About this task:
In the text about Christian nationalism and COVID vaccines, which two sociologists published the study?

--- Reading text ---

Anti-Science For GOP Jesus: A new scientific study shows Christian Nationalists are much more likely to reject the new COVID vaccine.
As a COVID-19 vaccine gets closer to a public rollout, public health experts and policymakers in the United States are likely to encounter a big cultural barrier: Christian nationalism.
Americans who embrace Christian nationalism will be much more likely to abstain from a coronavirus vaccine, according to a study published Monday by sociologists Andrew L. Whitehead and Samuel L. Perry.
The study, “How Culture Wars Delay Herd Immunity: Christian Nationalism and Anti-vaccine Attitudes,” explains that those identified as Christian Nationalists are “more likely to hold beliefs such as the following: ‘Vaccines cause autism,’ ‘Doctors and drug companies are not honest about the risks of vaccines,’ ‘People have the right to decide whether or not to vaccinate their kids,’ ‘Kids are given too many vaccines,’ and ‘Vaccines do not help protect children from dangerous diseases.’”
One of the study’s authors, Andrew Whitehead, co-director of the Association of Religion Data Archives and professor of sociology at Indiana University-Purdue University Indianapolis, notes:
Christian nationalism is consistently one of the strongest predictors of anti-vaccine attitudes.

--- Extracted records ---

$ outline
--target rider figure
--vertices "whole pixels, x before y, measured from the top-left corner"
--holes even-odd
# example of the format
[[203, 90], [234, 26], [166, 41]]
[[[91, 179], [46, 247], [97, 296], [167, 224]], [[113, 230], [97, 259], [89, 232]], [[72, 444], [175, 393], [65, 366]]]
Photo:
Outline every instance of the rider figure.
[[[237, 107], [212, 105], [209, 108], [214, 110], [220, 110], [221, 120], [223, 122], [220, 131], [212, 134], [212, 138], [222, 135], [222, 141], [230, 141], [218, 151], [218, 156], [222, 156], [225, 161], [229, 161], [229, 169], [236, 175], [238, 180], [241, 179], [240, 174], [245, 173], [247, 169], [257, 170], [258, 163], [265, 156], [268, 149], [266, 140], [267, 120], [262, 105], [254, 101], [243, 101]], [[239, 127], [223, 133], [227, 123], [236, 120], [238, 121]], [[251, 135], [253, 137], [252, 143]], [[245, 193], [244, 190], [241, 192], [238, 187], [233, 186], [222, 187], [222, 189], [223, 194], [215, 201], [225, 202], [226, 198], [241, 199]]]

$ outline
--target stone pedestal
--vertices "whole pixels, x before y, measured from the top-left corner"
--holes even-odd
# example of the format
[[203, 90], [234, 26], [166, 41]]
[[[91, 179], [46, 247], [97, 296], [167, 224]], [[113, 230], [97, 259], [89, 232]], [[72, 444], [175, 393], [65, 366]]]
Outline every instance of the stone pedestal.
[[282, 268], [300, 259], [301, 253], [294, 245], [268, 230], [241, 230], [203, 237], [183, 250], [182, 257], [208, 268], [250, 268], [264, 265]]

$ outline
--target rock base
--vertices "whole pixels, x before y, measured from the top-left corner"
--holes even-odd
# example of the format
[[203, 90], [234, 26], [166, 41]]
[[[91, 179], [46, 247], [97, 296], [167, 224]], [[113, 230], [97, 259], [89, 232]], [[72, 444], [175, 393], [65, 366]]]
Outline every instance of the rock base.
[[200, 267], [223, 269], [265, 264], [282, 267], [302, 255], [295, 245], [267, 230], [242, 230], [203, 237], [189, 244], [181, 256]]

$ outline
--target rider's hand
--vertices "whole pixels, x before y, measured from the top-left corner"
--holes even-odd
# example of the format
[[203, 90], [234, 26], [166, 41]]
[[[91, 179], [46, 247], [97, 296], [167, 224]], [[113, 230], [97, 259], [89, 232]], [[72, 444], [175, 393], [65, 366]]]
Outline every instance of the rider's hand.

---

Written answer:
Andrew L. Whitehead and Samuel L. Perry published the study.